**REQUIRED TASK**
Turn the lines below into a numbered list, leaving out any blank lines.

**EXERCISE MATERIALS**
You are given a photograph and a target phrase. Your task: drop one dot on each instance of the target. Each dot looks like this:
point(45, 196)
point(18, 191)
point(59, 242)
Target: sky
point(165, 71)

**RESULT OF THE TASK**
1. You are given a photograph and a target phrase. Your task: drop one dot on each instance of the target. Each dot looks like this:
2. point(45, 196)
3. point(18, 191)
4. point(59, 242)
5. Target: sky
6. point(165, 71)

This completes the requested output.